▸ WAT JE DOET: Kopieer alle rijen hieronder letterlijk, zonder iets weg te laten of te veranderen.

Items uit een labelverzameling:
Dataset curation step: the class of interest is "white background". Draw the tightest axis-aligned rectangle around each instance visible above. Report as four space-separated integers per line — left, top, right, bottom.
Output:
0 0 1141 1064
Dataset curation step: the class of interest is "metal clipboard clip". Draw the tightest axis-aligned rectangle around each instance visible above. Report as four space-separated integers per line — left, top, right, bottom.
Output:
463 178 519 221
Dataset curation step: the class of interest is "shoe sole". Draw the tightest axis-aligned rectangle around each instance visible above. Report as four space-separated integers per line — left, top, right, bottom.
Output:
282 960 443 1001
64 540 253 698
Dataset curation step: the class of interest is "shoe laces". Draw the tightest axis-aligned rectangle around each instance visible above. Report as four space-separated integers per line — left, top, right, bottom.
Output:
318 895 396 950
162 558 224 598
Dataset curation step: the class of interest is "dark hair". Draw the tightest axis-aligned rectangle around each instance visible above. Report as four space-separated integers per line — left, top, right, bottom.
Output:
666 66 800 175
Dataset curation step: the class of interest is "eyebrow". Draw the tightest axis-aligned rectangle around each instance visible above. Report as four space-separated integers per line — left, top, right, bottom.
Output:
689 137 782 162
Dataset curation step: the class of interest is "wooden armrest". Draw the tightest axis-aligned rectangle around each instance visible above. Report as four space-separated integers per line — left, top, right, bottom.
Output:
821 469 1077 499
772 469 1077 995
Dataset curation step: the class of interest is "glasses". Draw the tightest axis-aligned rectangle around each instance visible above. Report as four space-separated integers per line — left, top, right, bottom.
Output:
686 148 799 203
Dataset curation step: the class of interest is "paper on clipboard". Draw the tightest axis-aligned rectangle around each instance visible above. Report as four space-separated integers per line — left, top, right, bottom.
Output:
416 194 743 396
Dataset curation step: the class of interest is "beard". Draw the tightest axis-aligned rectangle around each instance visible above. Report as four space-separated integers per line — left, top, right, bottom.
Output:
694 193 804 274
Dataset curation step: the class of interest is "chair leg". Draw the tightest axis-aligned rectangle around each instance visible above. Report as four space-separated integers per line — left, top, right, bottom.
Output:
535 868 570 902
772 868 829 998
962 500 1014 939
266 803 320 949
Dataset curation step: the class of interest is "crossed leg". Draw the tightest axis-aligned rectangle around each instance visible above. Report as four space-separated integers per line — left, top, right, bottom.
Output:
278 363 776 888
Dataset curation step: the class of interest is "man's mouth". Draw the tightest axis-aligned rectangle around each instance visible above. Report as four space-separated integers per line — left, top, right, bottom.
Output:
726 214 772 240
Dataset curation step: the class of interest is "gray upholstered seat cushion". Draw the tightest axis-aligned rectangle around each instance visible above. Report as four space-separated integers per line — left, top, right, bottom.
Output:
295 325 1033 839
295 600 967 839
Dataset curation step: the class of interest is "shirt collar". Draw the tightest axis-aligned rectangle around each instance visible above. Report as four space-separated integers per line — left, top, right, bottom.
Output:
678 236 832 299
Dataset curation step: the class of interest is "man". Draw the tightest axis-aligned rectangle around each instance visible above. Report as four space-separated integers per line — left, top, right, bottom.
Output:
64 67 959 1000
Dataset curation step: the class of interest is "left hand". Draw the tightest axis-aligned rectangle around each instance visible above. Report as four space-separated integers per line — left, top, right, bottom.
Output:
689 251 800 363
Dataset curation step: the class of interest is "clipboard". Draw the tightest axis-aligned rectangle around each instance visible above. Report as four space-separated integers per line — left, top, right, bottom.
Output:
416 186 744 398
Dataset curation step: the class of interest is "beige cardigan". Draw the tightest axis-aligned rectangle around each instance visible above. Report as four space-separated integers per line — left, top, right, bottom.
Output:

▸ GESCHREVEN ANTWOORD:
Dataset curation step: the class of interest is "white background". Draw the tightest axis-aligned rectangle around each instance visible above. Report as four space-separated integers per line — left, top, right, bottom.
Output:
0 0 1141 1064
Dataset curation step: the class of interest is "metal clipboard clip". Draw the tightest axis-aligned rectangle around each instance visible above. Report as four space-separated integers per line — left, top, right, bottom.
Output:
463 178 519 221
Dataset curation step: the class of interest is "shoe sole". Draw the tightest axis-aligned rectangle around each instance visible above. Report as four space-separated integers per line — left, top, right, bottom.
Output:
282 960 443 1001
64 540 253 698
Dataset curation step: the class of interest is "shoe laces". Draw the tightest axis-aligned rectangle around each instance visible above. Report as four space-separated integers per line — left, top, right, bottom.
Output:
318 895 396 950
162 558 224 598
Dataset curation step: the class of interest is "dark hair". Draw the tightest axis-aligned rectangle around each instance visible above. Report as four space-separated integers per line — left, top, right, bottom.
Output:
666 66 800 175
Dataset curation step: the class of interest is "eyebrow". Draw the tightest axis-aligned rectangle around each instance visible above. Report as four space-separated integers per line — left, top, right, bottom.
Output:
689 137 782 162
Dataset curation step: the class of interest is "wooden armrest". Draw the tightest axis-aligned rectangle around each instance visible above. Report as four space-separated integers per line — left, top, right, bottom.
Output:
821 469 1077 499
772 469 1077 995
Dataset curation step: the class of interest is "glasses". Draw the tightest axis-aligned rectangle around each instance visible above. Report as four space-separated integers per line — left, top, right, bottom.
Output:
686 148 799 203
Dataset curation step: the class of interest is "paper on clipboard". Draw the tightest axis-aligned rectangle around each instance visible above. Report as four space-separated integers per line — left, top, right, bottom.
Output:
416 194 743 396
Dataset curation step: the class of interest is "beard". Draw the tightest axis-aligned rectangle around each instance visible above. Report as four space-separated integers per line — left, top, right, bottom.
Output:
694 193 804 274
Dataset curation step: the class of interest is "chair leg". Draw the tightest axis-aligned rectangle around each instance visible above. Report as four space-separated integers per line — left, top, right, bottom.
Output:
535 868 570 902
772 868 829 998
962 500 1014 939
266 803 320 949
Dataset curation step: the class of interest is "crossed leg". Draw the tightest axis-aligned rectangle around each instance visible above. Report as four space-separated integers per line — left, top, right, bottom.
Output:
278 363 776 888
Dataset curation step: the class of interest is "man's mouth". Draw the tightest axis-aligned rectangle around each instance visible above. Report as four space-separated integers per line — left, top, right, bottom.
Output:
726 214 772 240
Dataset curation step: the class of interest is "gray upholstered seat cushion". Draw the tightest axis-aligned rectangle around each instance visible above. Report as four space-separated integers per line — left, top, right, bottom.
Output:
295 325 1033 839
295 600 967 839
Dataset curation step: the class of interest is "shirt collar". Draw the tightest axis-aligned rectangle around each instance visible above. Report as four space-separated integers per line — left, top, right, bottom.
Output:
678 236 832 299
Dataset curation step: the class of interest is "man". Draw the tightest axis-aligned rectangle around each instance visible above. Report as four space-separated integers per line — left, top, right, bottom.
Output:
64 67 959 1000
Dataset curation step: the class of interest is "left hand". Draw the tightest axis-aligned rectangle around each instance visible above. Report as four space-separated integers per line — left, top, right, bottom.
Output:
689 251 800 363
Dataset curation step: the class of interest is "clipboard". Draw the tightest axis-aligned rectangle around each instance visible above. Report as four space-separated integers per line — left, top, right, bottom.
Output:
416 186 744 398
Dataset curation step: the class of interest is "beige cardigan". Draw the tightest axis-aligned rectangle around each instance visible above. Report as four space-separated integers per line — left, top, right, bottom.
Output:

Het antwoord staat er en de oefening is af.